* Given data *
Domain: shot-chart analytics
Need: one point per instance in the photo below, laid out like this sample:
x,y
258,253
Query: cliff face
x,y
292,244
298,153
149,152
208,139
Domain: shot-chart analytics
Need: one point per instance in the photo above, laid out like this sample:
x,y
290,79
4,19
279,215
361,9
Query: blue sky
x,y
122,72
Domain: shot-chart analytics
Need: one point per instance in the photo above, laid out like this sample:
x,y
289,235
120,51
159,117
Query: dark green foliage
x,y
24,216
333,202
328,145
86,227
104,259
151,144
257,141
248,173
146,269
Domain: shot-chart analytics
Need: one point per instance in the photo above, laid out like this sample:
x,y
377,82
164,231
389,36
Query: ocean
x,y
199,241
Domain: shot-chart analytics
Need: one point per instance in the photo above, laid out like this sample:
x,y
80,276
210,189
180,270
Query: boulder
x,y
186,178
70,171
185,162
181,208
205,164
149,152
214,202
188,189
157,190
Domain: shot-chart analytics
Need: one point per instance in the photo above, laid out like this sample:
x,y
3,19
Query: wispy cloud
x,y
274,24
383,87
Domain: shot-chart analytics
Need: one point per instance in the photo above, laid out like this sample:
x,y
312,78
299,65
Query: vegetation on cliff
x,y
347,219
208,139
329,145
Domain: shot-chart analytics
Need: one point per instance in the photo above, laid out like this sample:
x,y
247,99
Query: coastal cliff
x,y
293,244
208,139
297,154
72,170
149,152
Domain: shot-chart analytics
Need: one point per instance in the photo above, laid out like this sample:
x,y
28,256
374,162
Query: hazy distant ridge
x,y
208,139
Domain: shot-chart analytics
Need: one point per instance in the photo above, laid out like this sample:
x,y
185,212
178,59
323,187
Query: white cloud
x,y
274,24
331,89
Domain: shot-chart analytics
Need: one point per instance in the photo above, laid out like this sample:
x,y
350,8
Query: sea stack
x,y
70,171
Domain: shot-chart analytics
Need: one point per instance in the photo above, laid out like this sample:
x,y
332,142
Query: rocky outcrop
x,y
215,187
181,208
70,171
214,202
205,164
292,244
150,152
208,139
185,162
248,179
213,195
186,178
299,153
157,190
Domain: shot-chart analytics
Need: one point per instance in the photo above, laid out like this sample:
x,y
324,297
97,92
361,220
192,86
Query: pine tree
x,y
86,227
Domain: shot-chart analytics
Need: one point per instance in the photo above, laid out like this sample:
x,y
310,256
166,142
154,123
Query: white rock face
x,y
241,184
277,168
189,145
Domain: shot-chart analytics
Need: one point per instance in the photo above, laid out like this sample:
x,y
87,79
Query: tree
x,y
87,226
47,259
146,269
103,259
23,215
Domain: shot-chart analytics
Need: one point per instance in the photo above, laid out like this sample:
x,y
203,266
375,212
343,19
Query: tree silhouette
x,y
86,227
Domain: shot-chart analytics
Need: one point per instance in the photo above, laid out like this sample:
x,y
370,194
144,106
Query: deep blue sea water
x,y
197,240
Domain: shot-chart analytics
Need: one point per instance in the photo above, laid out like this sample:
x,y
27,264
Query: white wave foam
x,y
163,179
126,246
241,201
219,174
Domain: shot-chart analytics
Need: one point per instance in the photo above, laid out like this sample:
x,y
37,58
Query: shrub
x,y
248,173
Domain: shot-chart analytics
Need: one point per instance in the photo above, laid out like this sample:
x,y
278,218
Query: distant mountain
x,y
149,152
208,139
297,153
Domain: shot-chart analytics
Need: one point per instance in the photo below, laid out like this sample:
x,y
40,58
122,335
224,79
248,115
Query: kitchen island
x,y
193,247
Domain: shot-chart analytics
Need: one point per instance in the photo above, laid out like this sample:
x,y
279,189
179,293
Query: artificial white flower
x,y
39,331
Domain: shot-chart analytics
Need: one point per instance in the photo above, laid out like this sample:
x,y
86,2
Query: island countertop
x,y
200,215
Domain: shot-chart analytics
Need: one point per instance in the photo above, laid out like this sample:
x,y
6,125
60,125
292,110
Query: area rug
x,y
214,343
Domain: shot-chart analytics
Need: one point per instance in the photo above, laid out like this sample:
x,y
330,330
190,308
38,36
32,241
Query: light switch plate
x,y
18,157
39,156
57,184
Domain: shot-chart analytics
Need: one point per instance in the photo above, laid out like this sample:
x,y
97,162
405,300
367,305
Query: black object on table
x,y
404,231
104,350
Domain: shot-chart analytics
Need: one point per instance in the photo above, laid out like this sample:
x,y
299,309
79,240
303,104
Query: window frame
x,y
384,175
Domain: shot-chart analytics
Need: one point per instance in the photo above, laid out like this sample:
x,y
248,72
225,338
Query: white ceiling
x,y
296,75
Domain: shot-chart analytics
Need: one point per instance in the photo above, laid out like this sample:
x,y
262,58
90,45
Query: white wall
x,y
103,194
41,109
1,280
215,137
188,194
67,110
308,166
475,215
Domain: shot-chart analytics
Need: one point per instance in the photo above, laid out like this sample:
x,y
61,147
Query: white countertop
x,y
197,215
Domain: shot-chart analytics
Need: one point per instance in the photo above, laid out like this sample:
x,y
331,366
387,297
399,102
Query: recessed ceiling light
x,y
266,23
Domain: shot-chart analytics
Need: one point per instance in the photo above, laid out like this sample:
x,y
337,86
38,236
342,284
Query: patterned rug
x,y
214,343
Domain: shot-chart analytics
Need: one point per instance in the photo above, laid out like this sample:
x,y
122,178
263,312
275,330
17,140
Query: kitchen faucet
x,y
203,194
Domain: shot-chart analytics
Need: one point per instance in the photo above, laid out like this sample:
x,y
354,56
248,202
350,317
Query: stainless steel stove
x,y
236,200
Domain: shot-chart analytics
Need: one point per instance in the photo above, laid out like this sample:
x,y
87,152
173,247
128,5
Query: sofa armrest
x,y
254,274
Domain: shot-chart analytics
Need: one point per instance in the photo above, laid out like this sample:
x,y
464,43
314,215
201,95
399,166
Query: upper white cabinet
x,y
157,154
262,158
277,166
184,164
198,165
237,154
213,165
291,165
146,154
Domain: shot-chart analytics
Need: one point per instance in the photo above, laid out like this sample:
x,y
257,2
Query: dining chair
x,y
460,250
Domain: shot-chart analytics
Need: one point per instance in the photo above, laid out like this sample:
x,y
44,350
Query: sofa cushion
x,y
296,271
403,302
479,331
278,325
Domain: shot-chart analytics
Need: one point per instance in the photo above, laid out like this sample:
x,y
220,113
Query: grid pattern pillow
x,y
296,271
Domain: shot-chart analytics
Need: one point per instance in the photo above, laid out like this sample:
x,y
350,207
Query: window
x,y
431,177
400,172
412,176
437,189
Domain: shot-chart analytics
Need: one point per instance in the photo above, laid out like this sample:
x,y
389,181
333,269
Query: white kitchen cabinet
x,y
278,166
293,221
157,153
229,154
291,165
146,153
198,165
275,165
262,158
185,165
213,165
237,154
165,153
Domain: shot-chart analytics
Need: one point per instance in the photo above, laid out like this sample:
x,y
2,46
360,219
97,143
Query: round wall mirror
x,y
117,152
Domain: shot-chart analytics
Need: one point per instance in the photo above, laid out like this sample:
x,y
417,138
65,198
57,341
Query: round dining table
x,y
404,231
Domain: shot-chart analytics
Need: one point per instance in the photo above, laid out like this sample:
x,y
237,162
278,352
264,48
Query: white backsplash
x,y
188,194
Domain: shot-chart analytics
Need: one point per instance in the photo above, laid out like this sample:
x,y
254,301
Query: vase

* Objective *
Extract each line of the listing above, copying it word for word.

* Result *
Domain: shot-chart analytics
Need: one point per instance in the photo below, laid out like this sample:
x,y
258,253
Query: cliff face
x,y
292,244
298,153
149,152
208,139
Domain: shot-chart analytics
Need: one point per instance in the photo above, laid out like this sample:
x,y
290,79
4,19
279,215
361,9
Query: blue sky
x,y
122,72
Domain: shot-chart analytics
Need: one point per instance in the photo above, laid out like this sample:
x,y
289,235
120,51
159,117
Query: dark green foliage
x,y
24,216
333,202
328,145
86,227
104,259
151,144
257,141
248,173
146,269
Domain: shot-chart analytics
Need: one point per instance in the photo above, laid out like this sample:
x,y
377,82
164,231
389,36
Query: ocean
x,y
199,241
Domain: shot-chart analytics
Need: one point per instance in the photo above, laid out like this sample:
x,y
80,276
210,189
180,270
Query: boulder
x,y
186,178
70,171
185,162
181,208
205,164
149,152
214,202
188,189
157,190
Domain: shot-chart analytics
Need: one point per instance in the photo above, laid out like this sample:
x,y
3,19
Query: wispy cloud
x,y
274,24
383,87
Domain: shot-chart analytics
Need: one point per instance in the photo above, laid out like this sample:
x,y
312,78
299,65
Query: vegetation on cliff
x,y
347,219
208,139
329,145
Domain: shot-chart analytics
Need: one point per instance in the photo above, laid out like this sample:
x,y
247,99
Query: coastal cliff
x,y
293,244
208,139
297,154
72,170
149,152
Domain: shot-chart analytics
Need: one point per instance in the photo above, laid out like this sample:
x,y
28,256
374,162
Query: hazy distant ridge
x,y
208,139
Domain: shot-chart analytics
Need: one point per instance in the photo above, laid out like this sample:
x,y
185,212
178,59
323,187
Query: white cloud
x,y
274,24
331,89
Domain: shot-chart analytics
Need: one point per instance in the photo above, laid out like this sample:
x,y
350,8
Query: sea stack
x,y
70,171
Domain: shot-chart analytics
Need: one point per instance in the photo above, laid out like this sample:
x,y
332,142
Query: rocky outcrop
x,y
215,187
181,208
70,171
214,202
205,164
292,244
150,152
208,139
185,162
248,179
213,195
186,178
299,153
157,190
Domain: shot-chart analytics
Need: one point per instance in the photo above, laid out like this sample:
x,y
324,297
97,92
361,220
192,86
Query: pine tree
x,y
86,227
Domain: shot-chart analytics
Need: one point per instance in the photo above, laid out like this sample:
x,y
310,256
166,142
154,123
Query: white rock face
x,y
241,184
277,168
189,145
Domain: shot-chart analytics
Need: one point per instance in the photo above, laid out like this sample:
x,y
87,79
Query: tree
x,y
87,226
47,259
146,269
103,259
23,215
Domain: shot-chart analytics
Need: one point per instance in the photo above, laid out like this sample:
x,y
203,266
375,212
343,19
Query: tree silhouette
x,y
86,227
Domain: shot-chart analytics
Need: one point per instance in the photo above, laid out like this sample:
x,y
370,194
144,106
Query: deep blue sea water
x,y
197,240
Domain: shot-chart analytics
Need: one point per instance in the photo above, laid out like this sample:
x,y
27,264
Query: white wave foam
x,y
163,179
126,246
241,201
219,174
Domain: shot-chart analytics
Need: one point per instance in the photo above, laid out like this sample:
x,y
37,58
Query: shrub
x,y
248,173
Domain: shot-chart analytics
Need: one point per instance in the photo above, laid out like this sample:
x,y
278,218
Query: distant mountain
x,y
149,152
208,139
297,153
Domain: shot-chart analytics
Need: one point per instance in the photo below, laid out like this sample:
x,y
40,58
122,335
224,79
248,115
Query: kitchen island
x,y
193,247
Domain: shot-chart analytics
Need: one point per instance in the photo above, laid out like this sample:
x,y
279,189
179,293
Query: artificial white flower
x,y
39,331
Domain: shot-chart analytics
Need: one point per instance in the photo above, laid out like this sample:
x,y
86,2
Query: island countertop
x,y
200,215
Domain: shot-chart analytics
Need: one point per instance in the photo above, laid out like this sample:
x,y
6,125
60,125
292,110
Query: area rug
x,y
214,343
Domain: shot-chart analytics
Need: one point per instance in the photo above, laid out like this sample:
x,y
330,330
190,308
38,36
32,241
Query: light switch plate
x,y
18,157
39,156
57,184
Domain: shot-chart analytics
Need: one point per instance in the photo above, laid out like this sample:
x,y
97,162
405,300
367,305
Query: black object on table
x,y
404,231
104,350
Domain: shot-chart analytics
Need: one point per instance in the photo above, laid out like this sample:
x,y
299,309
79,240
303,104
Query: window frame
x,y
384,175
Domain: shot-chart analytics
Need: one point per instance in the photo above, laid out like this sample:
x,y
248,72
225,338
Query: white ceiling
x,y
296,75
Domain: shot-chart analytics
Need: one point per instance in the photo above, laid out like this sample:
x,y
262,58
90,45
Query: white wall
x,y
103,194
41,109
1,280
215,137
188,194
67,110
308,166
475,215
Domain: shot-chart analytics
Need: one point per instance in the photo above, laid out like this sample:
x,y
61,147
Query: white countertop
x,y
197,215
Domain: shot-chart analytics
Need: one point per instance in the photo above, laid out like this sample:
x,y
331,366
387,297
399,102
Query: recessed ceiling light
x,y
266,23
Domain: shot-chart analytics
Need: one point per instance in the photo above, laid out like this sample:
x,y
337,86
38,236
342,284
Query: patterned rug
x,y
214,343
Domain: shot-chart analytics
Need: one point per instance in the photo above, laid out like this sample:
x,y
122,178
263,312
275,330
17,140
Query: kitchen faucet
x,y
203,194
Domain: shot-chart analytics
Need: one point per instance in the photo above, laid out like this sample:
x,y
354,56
248,202
350,317
Query: stainless steel stove
x,y
236,200
Domain: shot-chart analytics
Need: one point per instance in the photo above, laid out like this sample:
x,y
87,152
173,247
128,5
Query: sofa armrest
x,y
254,274
Domain: shot-chart analytics
Need: one point per instance in the photo above, laid out like this sample:
x,y
464,43
314,215
201,95
399,166
Query: upper white cabinet
x,y
157,154
262,158
277,166
184,164
198,165
237,154
213,165
291,165
146,154
Domain: shot-chart analytics
Need: one point per instance in the photo above, laid out like this sample:
x,y
257,2
Query: dining chair
x,y
460,250
Domain: shot-chart analytics
Need: one point per instance in the photo above, laid out like this sample:
x,y
44,350
Query: sofa cushion
x,y
296,271
403,302
479,331
278,325
Domain: shot-chart analytics
Need: one point per instance in the photo above, laid out like this sample:
x,y
220,113
Query: grid pattern pillow
x,y
296,271
Domain: shot-chart analytics
Need: one point per instance in the photo above, laid out like this sample:
x,y
350,207
Query: window
x,y
431,177
400,172
412,176
437,189
Domain: shot-chart analytics
Need: one point per instance in the photo above, laid out like this sample:
x,y
389,181
333,269
Query: white kitchen cabinet
x,y
278,166
293,221
157,153
229,154
291,165
146,153
198,165
275,165
262,158
185,165
213,165
237,154
165,153
Domain: shot-chart analytics
Need: one point per instance in the photo above, laid out like this sample:
x,y
2,46
360,219
97,143
Query: round wall mirror
x,y
117,152
Domain: shot-chart analytics
Need: one point per instance in the photo above, laid out like this sample:
x,y
417,138
65,198
57,341
Query: round dining table
x,y
404,231
Domain: shot-chart analytics
Need: one point per instance in the photo above, laid out like this sample:
x,y
237,162
278,352
264,48
Query: white backsplash
x,y
188,194
Domain: shot-chart analytics
Need: one point per instance in the photo above, laid out like this sample:
x,y
254,301
Query: vase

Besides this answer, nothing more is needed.